Selected passage →
Hyatt Place Owings Mills
Tremont Plaza
            We booked 2 hotels for our out-of-town guests (about 70% of our guest list) – one was the Hyatt Place in Owings Mills, about a 5 minute drive from Irvine and Linwoods. The other was the Tremont Plaza, in Mt. Vernon. We wanted our guests to at least have the option of exploring Baltimore while they were in town. (I should say, in writing these reviews, that Jeff and I stayed at neither hotel – we stayed in our own apartment.)
            Guests were happy at both hotels, and I was happy with their service. The Hyatt Place offers a free shuttle service within a 5 mile radius, so we thoroughly took advantage of this and had our guests shuttled from the hotel to Irvine (2 trips, about 30 minutes apart), from Irvine to Linwoods (2 trips), and from Linwoods back to the hotel (2 trips, about 1 hour apart). Guests just need to sign up for a particular shuttle time when they checked in. (See Freedom Services below for how we provided shuttles for our guests staying at the Tremont).

Questions →
a) Condense the paragraph of the hotel review that begins "We booked 2 hotels" into a short bulleted list that keeps its main facts.
b) Extend the hotel review with a further passage that picks up after its final sentence.

Dataset entries →
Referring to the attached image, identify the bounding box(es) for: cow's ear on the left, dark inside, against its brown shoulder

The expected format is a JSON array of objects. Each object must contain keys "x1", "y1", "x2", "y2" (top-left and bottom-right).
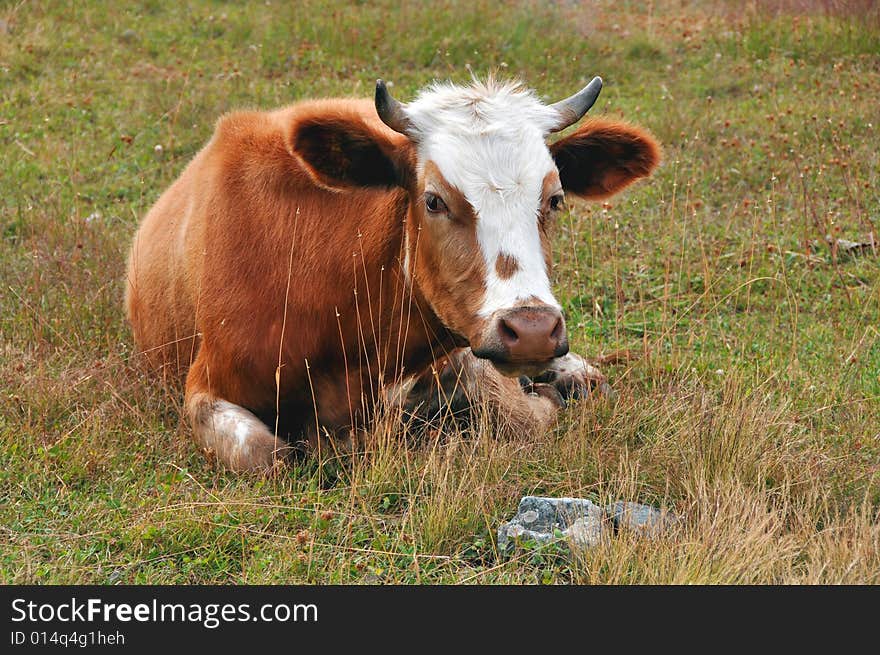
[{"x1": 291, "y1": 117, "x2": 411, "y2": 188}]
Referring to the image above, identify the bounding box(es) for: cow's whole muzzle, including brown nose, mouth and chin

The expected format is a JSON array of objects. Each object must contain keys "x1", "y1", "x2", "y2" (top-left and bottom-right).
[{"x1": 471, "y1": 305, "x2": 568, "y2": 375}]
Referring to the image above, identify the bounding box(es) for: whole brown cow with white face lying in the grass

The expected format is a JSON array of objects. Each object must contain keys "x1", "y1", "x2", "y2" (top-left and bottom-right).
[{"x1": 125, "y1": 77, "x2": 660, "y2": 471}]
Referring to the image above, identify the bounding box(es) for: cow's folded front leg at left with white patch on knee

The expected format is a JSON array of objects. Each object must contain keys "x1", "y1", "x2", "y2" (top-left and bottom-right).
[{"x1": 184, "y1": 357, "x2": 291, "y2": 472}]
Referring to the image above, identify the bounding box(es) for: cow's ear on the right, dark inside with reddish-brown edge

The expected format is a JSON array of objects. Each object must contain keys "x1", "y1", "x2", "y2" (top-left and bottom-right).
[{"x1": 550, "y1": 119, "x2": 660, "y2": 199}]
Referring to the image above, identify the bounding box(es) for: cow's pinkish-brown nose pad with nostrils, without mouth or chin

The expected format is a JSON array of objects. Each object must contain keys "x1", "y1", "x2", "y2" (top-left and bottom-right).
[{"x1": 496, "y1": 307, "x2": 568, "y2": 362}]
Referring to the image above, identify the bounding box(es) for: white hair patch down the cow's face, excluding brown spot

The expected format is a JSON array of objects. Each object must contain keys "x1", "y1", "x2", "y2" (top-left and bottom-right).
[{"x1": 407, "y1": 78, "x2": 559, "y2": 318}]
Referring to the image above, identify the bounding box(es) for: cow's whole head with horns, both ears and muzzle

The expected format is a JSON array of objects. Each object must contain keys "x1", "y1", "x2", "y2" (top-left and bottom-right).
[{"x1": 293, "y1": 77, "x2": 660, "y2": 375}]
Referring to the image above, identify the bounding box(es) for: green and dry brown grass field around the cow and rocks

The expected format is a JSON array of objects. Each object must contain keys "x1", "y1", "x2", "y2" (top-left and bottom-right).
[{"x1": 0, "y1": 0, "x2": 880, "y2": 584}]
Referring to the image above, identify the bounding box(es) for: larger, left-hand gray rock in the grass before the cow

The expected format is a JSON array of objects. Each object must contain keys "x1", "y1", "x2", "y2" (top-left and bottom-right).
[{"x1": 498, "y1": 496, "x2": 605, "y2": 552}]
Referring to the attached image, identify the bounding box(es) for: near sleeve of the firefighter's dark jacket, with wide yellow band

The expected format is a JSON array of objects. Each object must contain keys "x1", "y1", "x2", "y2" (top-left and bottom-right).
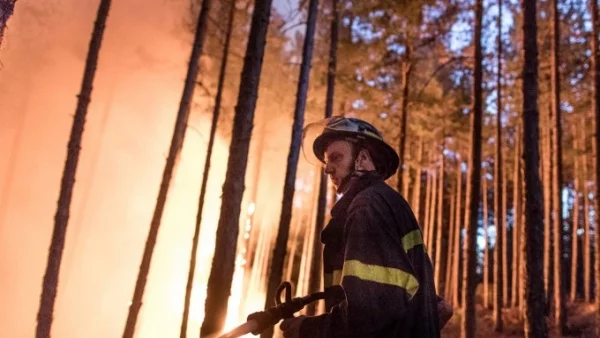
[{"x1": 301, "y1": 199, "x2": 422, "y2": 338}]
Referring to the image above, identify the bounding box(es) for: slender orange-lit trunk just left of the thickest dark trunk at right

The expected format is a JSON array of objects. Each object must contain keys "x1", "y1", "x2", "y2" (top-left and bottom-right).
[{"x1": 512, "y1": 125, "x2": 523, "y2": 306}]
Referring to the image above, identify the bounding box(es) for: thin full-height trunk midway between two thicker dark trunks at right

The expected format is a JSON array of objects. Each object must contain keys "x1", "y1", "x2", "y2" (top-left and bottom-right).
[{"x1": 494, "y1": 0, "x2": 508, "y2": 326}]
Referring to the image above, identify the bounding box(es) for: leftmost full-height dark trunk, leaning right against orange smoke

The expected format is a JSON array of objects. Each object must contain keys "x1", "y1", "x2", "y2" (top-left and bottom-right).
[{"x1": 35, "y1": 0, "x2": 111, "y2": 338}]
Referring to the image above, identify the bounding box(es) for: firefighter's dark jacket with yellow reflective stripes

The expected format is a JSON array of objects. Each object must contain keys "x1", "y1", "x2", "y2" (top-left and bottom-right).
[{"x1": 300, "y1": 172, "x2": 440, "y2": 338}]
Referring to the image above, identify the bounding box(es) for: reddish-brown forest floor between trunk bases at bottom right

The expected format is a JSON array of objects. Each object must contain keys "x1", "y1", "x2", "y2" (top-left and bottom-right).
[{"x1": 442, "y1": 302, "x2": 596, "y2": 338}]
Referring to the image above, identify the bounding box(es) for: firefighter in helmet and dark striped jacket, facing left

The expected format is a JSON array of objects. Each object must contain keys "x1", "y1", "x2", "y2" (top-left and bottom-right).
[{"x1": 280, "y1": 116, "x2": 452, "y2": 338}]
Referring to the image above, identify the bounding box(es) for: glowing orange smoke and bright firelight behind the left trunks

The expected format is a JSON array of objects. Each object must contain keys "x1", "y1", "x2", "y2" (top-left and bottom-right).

Set of answers →
a)
- Two hotels were booked for out-of-town guests, who made up about 70% of the guest list.
- One was the Hyatt Place in Owings Mills, about a 5-minute drive from Irvine and Linwoods.
- The other was the Tremont Plaza in Mt. Vernon, chosen so guests could explore Baltimore.
- The writer and Jeff stayed at neither hotel; they stayed in their own apartment.

b)
Studio Mathewes
            I’ve loved the community created through A Practical Wedding, so I jumped at the chance of being able to work with one of their sponsors. Jeff and I did meet with a couple of other photographers, but we loved Jocelyn’s work, and we loved her. Genuinely enthusiastic, Jocelyn infuses each moment with such joy, and it was great to have someone like her with us on our wedding day.  She made us comfortable in front of the camera and at the same time, managed to capture all of the small moments of the day we’ll remember fondly (e.g. my mom helping Jeff’s father with his boutonniere, my dad taking pictures of me and Jeff on his point and shoot even though there were 2 professional photographers around, me laughing as Jeff’s father made fun of my board game negotiating tactics during the ceremony, the crazy dancing). We couldn’t have been happier with Jocelyn and her work.


Local Color Flowers
I can’t remember where I heard about Locoflo (maybe through Jocelyn’s blog?). We didn’t meet with anybody else – we liked that they were a local business selling local things. Ellen only works with farmers that are nearby. While this means that you generally are a little restricted in your options, Jeff and I loved the idea behind Ellen’s business. We gave Ellen a general impression of what we were looking for, and she delivered beautiful, beautiful flowers and herbs for the wedding. We had potted herbs for centerpieces, and we requested white and green bouquets, boutonnieres, and corsages.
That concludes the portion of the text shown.